* Given records:
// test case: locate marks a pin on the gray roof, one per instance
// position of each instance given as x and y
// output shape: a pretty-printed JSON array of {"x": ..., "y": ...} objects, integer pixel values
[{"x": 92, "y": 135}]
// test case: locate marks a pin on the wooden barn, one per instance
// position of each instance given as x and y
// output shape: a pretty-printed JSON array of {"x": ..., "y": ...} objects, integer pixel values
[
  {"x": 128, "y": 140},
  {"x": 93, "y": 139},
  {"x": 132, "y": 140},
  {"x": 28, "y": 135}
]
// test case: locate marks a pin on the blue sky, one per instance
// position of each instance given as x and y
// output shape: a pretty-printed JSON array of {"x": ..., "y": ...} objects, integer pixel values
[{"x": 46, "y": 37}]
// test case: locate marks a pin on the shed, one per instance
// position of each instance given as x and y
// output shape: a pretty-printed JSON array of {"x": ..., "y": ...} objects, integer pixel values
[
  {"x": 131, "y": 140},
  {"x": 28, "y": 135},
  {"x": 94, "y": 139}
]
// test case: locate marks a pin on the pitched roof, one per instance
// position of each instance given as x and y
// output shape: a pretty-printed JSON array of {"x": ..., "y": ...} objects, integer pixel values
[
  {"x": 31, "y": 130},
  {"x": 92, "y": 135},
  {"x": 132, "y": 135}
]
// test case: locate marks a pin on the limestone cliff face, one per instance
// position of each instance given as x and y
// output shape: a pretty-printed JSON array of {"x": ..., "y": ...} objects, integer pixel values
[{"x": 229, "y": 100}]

* Goal of the exercise: Repeat each entry word for word.

* Reply:
// test case: locate marks a pin on the gray roof, one per instance
// position of each instance given as x and y
// output shape: a pretty-printed JSON array of {"x": ..., "y": ...} objects, integer pixel values
[{"x": 92, "y": 135}]
// test case: locate marks a pin on the wooden barn, one per instance
// position of each instance given as x and y
// output shape: a pretty-printed JSON array of {"x": ..., "y": ...} objects, integer pixel values
[
  {"x": 128, "y": 140},
  {"x": 93, "y": 139},
  {"x": 132, "y": 140},
  {"x": 28, "y": 135}
]
// test case: locate marks a pin on the blue sky, one per instance
// position of each instance given as x and y
// output shape: a pretty-printed JSON array of {"x": ..., "y": ...} objects, integer pixel values
[{"x": 46, "y": 37}]
// test case: locate marks a pin on the shed, one per instance
// position of each instance given as x and y
// output shape: a pretty-printed JSON array of {"x": ..., "y": ...} objects, integer pixel values
[
  {"x": 131, "y": 140},
  {"x": 28, "y": 135},
  {"x": 94, "y": 139}
]
// test case: locate marks a pin on the pitched roof, one per instance
// position of each instance given as x and y
// output shape: a pretty-printed JSON array of {"x": ..., "y": ...} objects, integer pixel values
[
  {"x": 31, "y": 130},
  {"x": 92, "y": 135},
  {"x": 132, "y": 135}
]
// test case: locate marks a pin on the limestone cliff face, one per instance
// position of each instance given as x and y
// output shape: a pretty-printed JSON array of {"x": ..., "y": ...} objects, integer pixel values
[{"x": 229, "y": 100}]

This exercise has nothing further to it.